>>

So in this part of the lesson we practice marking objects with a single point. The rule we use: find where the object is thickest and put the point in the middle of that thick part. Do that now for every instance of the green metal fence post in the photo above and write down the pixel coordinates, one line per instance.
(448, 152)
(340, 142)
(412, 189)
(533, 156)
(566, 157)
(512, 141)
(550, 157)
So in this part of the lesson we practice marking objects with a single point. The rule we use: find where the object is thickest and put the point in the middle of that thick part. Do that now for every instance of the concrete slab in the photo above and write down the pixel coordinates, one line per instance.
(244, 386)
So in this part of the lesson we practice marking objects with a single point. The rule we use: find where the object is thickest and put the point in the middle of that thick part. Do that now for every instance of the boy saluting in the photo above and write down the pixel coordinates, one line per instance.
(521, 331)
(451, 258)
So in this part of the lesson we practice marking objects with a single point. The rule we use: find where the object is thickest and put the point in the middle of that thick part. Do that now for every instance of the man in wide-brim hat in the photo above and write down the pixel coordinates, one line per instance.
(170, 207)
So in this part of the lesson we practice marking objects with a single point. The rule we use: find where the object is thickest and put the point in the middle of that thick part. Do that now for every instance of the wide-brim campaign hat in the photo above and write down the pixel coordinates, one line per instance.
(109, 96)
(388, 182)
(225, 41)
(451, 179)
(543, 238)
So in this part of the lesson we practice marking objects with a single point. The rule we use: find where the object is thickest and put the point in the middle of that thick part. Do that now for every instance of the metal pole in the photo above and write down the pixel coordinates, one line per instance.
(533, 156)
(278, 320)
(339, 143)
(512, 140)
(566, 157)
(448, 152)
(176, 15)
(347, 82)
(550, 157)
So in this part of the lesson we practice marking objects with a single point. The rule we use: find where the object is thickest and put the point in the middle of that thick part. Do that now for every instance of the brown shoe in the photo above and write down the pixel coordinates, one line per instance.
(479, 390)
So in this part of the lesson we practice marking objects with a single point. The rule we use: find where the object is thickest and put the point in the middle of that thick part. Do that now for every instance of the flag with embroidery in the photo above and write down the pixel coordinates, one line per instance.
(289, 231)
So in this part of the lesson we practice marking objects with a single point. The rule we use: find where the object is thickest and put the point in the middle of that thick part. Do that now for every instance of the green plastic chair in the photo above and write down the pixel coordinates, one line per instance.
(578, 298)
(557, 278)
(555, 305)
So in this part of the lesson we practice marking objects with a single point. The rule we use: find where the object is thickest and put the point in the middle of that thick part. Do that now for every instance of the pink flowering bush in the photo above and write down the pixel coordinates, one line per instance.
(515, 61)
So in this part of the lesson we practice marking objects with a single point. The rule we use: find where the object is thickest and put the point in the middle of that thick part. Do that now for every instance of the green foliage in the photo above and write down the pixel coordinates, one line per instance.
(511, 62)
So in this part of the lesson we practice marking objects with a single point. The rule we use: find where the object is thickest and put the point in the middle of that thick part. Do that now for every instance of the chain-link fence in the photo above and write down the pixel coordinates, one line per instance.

<<

[Exercise aim]: Return all of the data precisely as it appears.

[Exercise result]:
So in this part of the lesson we practice marking objects with a single point. The rule we use: find where the object is thickest and put the point in the middle of that thick part. Do that now for every instance of the green metal fence post in the photo above and write down the pixel coordinates, one line per instance.
(448, 152)
(340, 142)
(412, 189)
(533, 156)
(566, 157)
(512, 141)
(550, 157)
So in this part of the lesson we practice marking objects with a single point. The rule we use: find where the object is thickest and put the point in the middle of that thick part. Do that now for every instance of the concrete slab in the photo above and write down the pixel coordinates, one line per instance.
(244, 386)
So in this part of the lesson we practice marking objects with a single point. The rule we use: find where the object is thickest and put the point in the middle of that thick part. Do that now for every instance of the boy saluting in the photo above and write down the pixel coordinates, one line per instance.
(521, 331)
(451, 258)
So in this part of the lesson we practice marking objects with a single point. The rule we use: find where the object is thickest and put the point in the middle of that thick part. Do that now for every instance of the man in wide-brim hat in the photo above and write down the pixel coordinates, one line per instance.
(170, 207)
So in this part of the lesson we practice marking objects with a single point. The rule we use: find where the object is thickest and put the point in the middle of that thick part. Do that now for every instance of the wide-brim campaign hat in the photo above and write down the pixel coordinates, one line per instance.
(109, 96)
(388, 182)
(225, 41)
(451, 179)
(543, 238)
So in this part of the lesson we practice marking objects with a single point. The rule we use: find where the object is thickest and put the point in the middle of that thick part. Do that now for every instance of the metal pole in the photo above and write down the pixel coordinates, one line per instance.
(533, 156)
(278, 320)
(339, 143)
(512, 140)
(566, 157)
(448, 152)
(176, 15)
(347, 82)
(550, 157)
So in this part of the lesson we practice marking objects with a single point. The rule we use: find where the object is thickest and put the point in the middle of that thick part. Do that now for every instance of the brown shoe in the photo above and write down the pixel coordinates, one line per instance.
(479, 390)
So in this part of the lesson we practice marking objects with a single point. The rule we use: find where the object is thickest and put the point in the middle of that thick part. Do that now for every instance of the flag with embroidery in the photo above and write down the pixel coordinates, one line per instance.
(289, 231)
So in this part of the lesson we practice marking objects with a single point. The rule we use: find where the object is thickest and put the point in the middle of that thick part. Do that now for every instance of the green plastic chair in the photo above and write down the pixel coordinates, one line per instance.
(578, 298)
(557, 278)
(555, 305)
So in this part of the lesson we practice marking objects with a single point. The rule we use: find where the object is thickest and put the point in the middle of that thick part. Do that now for every instance of the pink flowering bush in the photo above and write down the pixel coordinates, one line per instance.
(515, 61)
So in this part of the lesson we practice marking objects with a single point. The rule we use: find where the object is thickest and put the point in the middle of that thick part. Do that now for every instance of the green foliage in the photo above and write down the pixel coordinates, one line per instance.
(511, 62)
So in this part of the lesson we practice marking objects with a single point. The rule we use: find where the object is thickest and put the point in the middle of that thick part. Do that now for every instance of the chain-link fence in the photo above and write down the pixel coordinates, one line per instance.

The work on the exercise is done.